■ **Bereitgestellter Text**
Stellungnahme G 1/18 über die Unterscheidung zwischen einer als nicht eingelegt geltenden Beschwerde und einer unzulässigen Beschwerde sowie die sich daraus ergebenden Konsequenzen
Haar, 18. Juli 2019
Die Große Beschwerdekammer hat heute die Stellungnahme G 1/18 über die Unterscheidung zwischen einer als nicht eingelegt geltenden Beschwerde und einer unzulässigen Beschwerde sowie die sich daraus ergebenden Konsequenzen erlassen. Die Stellungnahme ergeht auf eine vom Präsidenten des Europäischen Patentamts (EPA) vorgelegte Rechtsfrage hin. Die Große Beschwerdekammer ist die höchste Rechtsprechungsinstanz im Rahmen des Europäischen Patentübereinkommens (EPÜ).
Die Vorlage des Präsidenten des Europäischen Patentamts betraf die Frage, ob eine Beschwerde, wenn die in Artikel 108 EPÜ vorgesehene Frist von zwei Monaten versäumt wird, als nicht eingelegt oder als unzulässig gilt, wobei die Ursache für die Versäumung der zweimonatigen Frist eine verspätete Zahlung der Beschwerdegebühr und/oder eine verspätete Einreichung der Beschwerdeschrift sein kann. Ist eine Beschwerde unzulässig, wird die Beschwerdegebühr nicht zurückgezahlt (Regel 103 (1) EPÜ).
Gemäß Artikel 112 (1) b) EPÜ kann der Präsident des Europäischen Patentamts der Großen Beschwerdekammer eine Rechtsfrage vorlegen, wenn zwei Beschwerdekammern über diese Frage voneinander abweichende Entscheidungen getroffen haben. Im Zusammenhang mit der vorgelegten Rechtsfrage hatten einige Beschwerdekammern die Beschwerde für unzulässig erachtet und somit keinen Anlass für die Rückzahlung der Beschwerdegebühr gesehen. Mehrheitlich wurde in der Rechtsprechung der Beschwerdekammern jedoch die Auffassung vertreten, dass die Beschwerde als nicht eingelegt gilt, was - da keine Beschwerde existiert - eine Rückzahlung der ohne rechtlichen Grund gezahlten Beschwerdegebühr rechtfertigt. Zu klären waren also die Rechtsfrage und die sich daraus ergebenden Konsequenzen für die Rückzahlung der Beschwerdegebühr.
Die Große Beschwerdekammer hat die ihr vorgelegte Rechtsfrage wie folgt beantwortet (vorläufige Übersetzung für die Zwecke dieser Pressemitteilung):
1. In folgenden Fällen gilt die Beschwerde als nicht eingelegt:
a) wenn die Beschwerdeschrift innerhalb der in Artikel 108 Satz 1 EPÜ vorgesehenen Frist von zwei Monaten eingereicht UND die Beschwerdegebühr nach Ablauf der Frist von zwei Monaten entrichtet wurde;
b) wenn die Beschwerdeschrift nach Ablauf der in Artikel 108 Satz 1 EPÜ vorgesehenen Frist von zwei Monaten eingereicht UND die Beschwerdegebühr nach Ablauf der Frist von zwei Monaten entrichtet wurde;
c) wenn die Beschwerdegebühr innerhalb der in Artikel 108 Satz 1 EPÜ für die Einlegung der Beschwerde vorgesehenen Frist von zwei Monaten entrichtet UND die Beschwerdeschrift nach Ablauf der Frist von zwei Monaten eingereicht wurde.

■ **Zu erledigende Aufgaben**
1) Welche Instanz ist laut der Pressemitteilung die höchste Rechtsprechungsinstanz im Rahmen des EPÜ?
2) Gib aus den Einträgen den Abschnitt unverändert wieder, der mit der Zeile beginnt, die „Please draw the outline of every instance of the dog's hind“ enthält, und bis zum Ende der Einträge reicht, beide Enden eingeschlossen.

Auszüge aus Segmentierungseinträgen
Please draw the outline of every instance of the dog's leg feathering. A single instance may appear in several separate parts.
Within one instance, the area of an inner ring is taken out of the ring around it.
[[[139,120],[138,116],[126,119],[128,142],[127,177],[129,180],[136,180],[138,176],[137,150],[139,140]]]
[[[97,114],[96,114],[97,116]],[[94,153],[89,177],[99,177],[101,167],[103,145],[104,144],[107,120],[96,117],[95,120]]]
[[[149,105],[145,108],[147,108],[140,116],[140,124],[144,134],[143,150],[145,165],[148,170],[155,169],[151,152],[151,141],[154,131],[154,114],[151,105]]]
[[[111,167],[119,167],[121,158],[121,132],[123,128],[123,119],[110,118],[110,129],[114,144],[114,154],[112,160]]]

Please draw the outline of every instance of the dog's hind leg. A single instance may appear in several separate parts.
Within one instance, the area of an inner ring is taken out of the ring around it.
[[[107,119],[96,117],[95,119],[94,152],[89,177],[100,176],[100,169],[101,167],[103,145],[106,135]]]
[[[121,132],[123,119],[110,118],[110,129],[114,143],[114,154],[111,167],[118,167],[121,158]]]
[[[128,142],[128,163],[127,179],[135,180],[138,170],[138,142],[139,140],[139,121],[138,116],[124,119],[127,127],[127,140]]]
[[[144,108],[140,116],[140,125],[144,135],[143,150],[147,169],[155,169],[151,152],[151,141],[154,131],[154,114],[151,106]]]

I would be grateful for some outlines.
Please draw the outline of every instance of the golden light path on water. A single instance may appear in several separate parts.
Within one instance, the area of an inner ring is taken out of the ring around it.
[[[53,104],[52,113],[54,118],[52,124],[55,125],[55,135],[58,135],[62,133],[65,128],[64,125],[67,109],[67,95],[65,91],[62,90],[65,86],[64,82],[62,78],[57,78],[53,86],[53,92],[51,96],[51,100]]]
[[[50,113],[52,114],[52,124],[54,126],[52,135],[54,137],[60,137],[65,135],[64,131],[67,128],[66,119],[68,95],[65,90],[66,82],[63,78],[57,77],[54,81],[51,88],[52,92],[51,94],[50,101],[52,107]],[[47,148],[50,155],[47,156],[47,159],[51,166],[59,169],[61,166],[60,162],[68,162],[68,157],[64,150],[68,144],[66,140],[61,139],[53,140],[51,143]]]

■ **Die Ergebnisse**
1) Die Große Beschwerdekammer.

2)
Please draw the outline of every instance of the dog's hind leg. A single instance may appear in several separate parts.
Within one instance, the area of an inner ring is taken out of the ring around it.
[[[107,119],[96,117],[95,119],[94,152],[89,177],[100,176],[100,169],[101,167],[103,145],[106,135]]]
[[[121,132],[123,119],[110,118],[110,129],[114,143],[114,154],[111,167],[118,167],[121,158]]]
[[[128,142],[128,163],[127,179],[135,180],[138,170],[138,142],[139,140],[139,121],[138,116],[124,119],[127,127],[127,140]]]
[[[144,108],[140,116],[140,125],[144,135],[143,150],[147,169],[155,169],[151,152],[151,141],[154,131],[154,114],[151,106]]]

I would be grateful for some outlines.
Please draw the outline of every instance of the golden light path on water. A single instance may appear in several separate parts.
Within one instance, the area of an inner ring is taken out of the ring around it.
[[[53,104],[52,113],[54,118],[52,124],[55,125],[55,135],[58,135],[62,133],[65,128],[64,125],[67,109],[67,95],[65,91],[62,90],[65,86],[64,82],[62,78],[57,78],[53,86],[53,92],[51,96],[51,100]]]
[[[50,113],[52,114],[52,124],[54,126],[52,135],[54,137],[60,137],[65,135],[64,131],[67,128],[66,119],[68,95],[65,90],[66,82],[63,78],[57,77],[54,81],[51,88],[52,92],[51,94],[50,101],[52,107]],[[47,148],[50,155],[47,156],[47,159],[51,166],[59,169],[61,166],[60,162],[68,162],[68,157],[64,150],[68,144],[66,140],[61,139],[53,140],[51,143]]]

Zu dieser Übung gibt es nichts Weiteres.